EXERCISE OBJECTIVE
Copy out every line from the start of the lines through the line with "[281,176,304,258]", shifting each bounding-box coordinate in the answers by adding -47 to it. Leave the pictures out.

* Start PROVIDED DATA *

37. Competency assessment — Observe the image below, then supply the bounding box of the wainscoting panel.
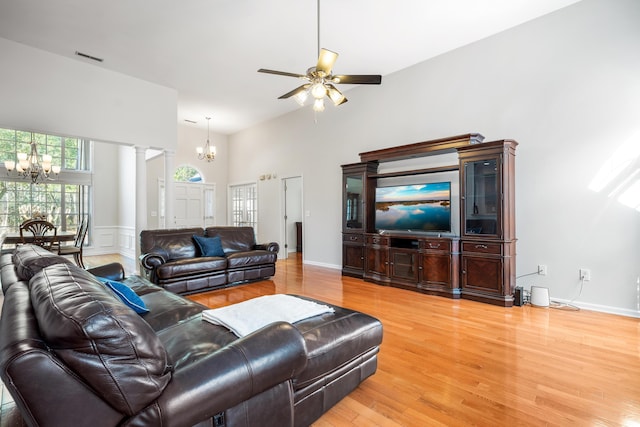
[84,226,136,258]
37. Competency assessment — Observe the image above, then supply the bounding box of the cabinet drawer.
[342,234,364,243]
[421,239,451,252]
[367,236,389,245]
[462,242,502,255]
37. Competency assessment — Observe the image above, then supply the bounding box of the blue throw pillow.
[96,277,149,314]
[193,235,224,256]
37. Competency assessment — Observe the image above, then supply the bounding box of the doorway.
[281,176,304,258]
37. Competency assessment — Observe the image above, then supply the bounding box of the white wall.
[0,38,177,256]
[229,0,640,315]
[147,119,229,228]
[0,38,178,149]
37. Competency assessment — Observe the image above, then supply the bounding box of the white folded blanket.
[202,294,334,337]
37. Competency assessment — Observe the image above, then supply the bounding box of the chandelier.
[4,134,60,184]
[196,117,216,162]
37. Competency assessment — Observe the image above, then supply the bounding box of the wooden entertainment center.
[342,133,518,307]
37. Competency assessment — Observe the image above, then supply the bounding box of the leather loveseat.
[0,245,382,427]
[140,227,280,294]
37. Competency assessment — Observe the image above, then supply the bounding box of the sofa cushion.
[140,228,204,261]
[13,245,72,280]
[29,264,171,415]
[193,234,224,256]
[156,257,227,279]
[205,227,256,254]
[227,250,278,268]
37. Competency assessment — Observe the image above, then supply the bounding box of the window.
[229,183,258,233]
[0,128,91,232]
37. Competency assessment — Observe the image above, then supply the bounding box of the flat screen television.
[375,182,451,233]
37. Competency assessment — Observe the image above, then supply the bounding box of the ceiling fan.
[258,0,382,112]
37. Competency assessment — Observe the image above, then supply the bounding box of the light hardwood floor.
[5,257,640,427]
[191,258,640,427]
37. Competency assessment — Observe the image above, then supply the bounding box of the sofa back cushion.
[29,264,171,415]
[140,228,204,261]
[13,245,71,280]
[205,227,256,253]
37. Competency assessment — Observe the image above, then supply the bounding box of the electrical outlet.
[580,268,591,282]
[538,264,547,276]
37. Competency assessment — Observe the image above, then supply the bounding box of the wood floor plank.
[106,257,640,427]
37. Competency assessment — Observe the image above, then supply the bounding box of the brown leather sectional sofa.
[0,245,382,427]
[140,227,280,294]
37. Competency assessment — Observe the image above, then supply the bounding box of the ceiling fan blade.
[325,83,347,107]
[258,68,307,79]
[331,74,382,85]
[278,84,311,99]
[316,48,338,76]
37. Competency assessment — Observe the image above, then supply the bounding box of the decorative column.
[134,146,147,259]
[164,150,176,228]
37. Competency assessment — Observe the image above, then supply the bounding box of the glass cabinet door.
[463,158,500,236]
[344,175,364,230]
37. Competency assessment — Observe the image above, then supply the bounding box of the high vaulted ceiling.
[0,0,578,134]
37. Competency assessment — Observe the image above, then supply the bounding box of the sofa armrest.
[139,251,167,271]
[256,242,280,253]
[87,262,124,280]
[149,320,307,425]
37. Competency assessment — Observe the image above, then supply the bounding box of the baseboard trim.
[551,298,640,318]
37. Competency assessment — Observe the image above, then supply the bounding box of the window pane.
[0,128,91,233]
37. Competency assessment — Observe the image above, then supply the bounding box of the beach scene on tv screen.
[375,182,451,231]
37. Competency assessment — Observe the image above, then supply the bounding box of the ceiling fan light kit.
[258,0,382,112]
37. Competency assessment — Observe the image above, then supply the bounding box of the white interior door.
[202,184,216,228]
[173,182,204,228]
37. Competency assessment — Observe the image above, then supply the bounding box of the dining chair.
[58,218,89,268]
[20,219,58,250]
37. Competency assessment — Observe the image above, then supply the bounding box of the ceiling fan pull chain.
[316,0,320,56]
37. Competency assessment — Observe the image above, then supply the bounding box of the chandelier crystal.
[196,117,216,162]
[4,134,60,184]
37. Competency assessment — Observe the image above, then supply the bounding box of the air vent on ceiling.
[76,50,104,62]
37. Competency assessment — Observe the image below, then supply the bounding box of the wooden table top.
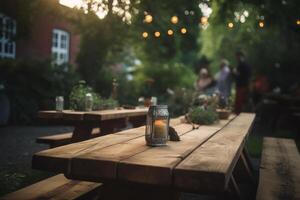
[38,108,148,121]
[32,113,255,192]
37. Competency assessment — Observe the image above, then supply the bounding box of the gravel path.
[0,126,72,196]
[0,126,259,200]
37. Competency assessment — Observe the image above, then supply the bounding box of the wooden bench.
[36,128,101,148]
[256,138,300,200]
[0,174,102,200]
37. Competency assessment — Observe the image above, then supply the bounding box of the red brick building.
[0,0,80,65]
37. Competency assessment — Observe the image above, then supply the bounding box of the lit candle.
[154,120,167,138]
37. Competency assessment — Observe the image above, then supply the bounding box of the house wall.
[16,15,80,65]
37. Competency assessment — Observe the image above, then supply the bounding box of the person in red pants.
[233,51,251,114]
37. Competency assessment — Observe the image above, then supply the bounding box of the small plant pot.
[217,109,231,119]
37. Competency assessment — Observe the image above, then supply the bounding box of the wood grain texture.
[36,128,101,148]
[38,108,148,121]
[38,110,70,119]
[211,114,236,128]
[0,174,102,200]
[118,126,218,186]
[174,113,255,193]
[68,124,196,181]
[256,138,300,200]
[32,127,145,173]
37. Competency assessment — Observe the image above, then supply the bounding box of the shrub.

* End PROVIDED DATA *

ANSWER IN FULL
37. Competency assessment — Observe the image below, then supply the bounding box of the wainscoting panel.
[37,179,89,211]
37. Competency assessment — Observe the image above, then supply the bounding box of the cabinet drawer.
[295,187,317,196]
[374,192,404,205]
[320,189,342,198]
[415,195,455,208]
37. Competency assessment — Observe the image above, then supply the bounding box of the blue throw pillow.
[49,230,102,267]
[146,188,177,209]
37. Competency assessment — Observe the image above, then supply the bounding box of the doorway.
[234,129,257,211]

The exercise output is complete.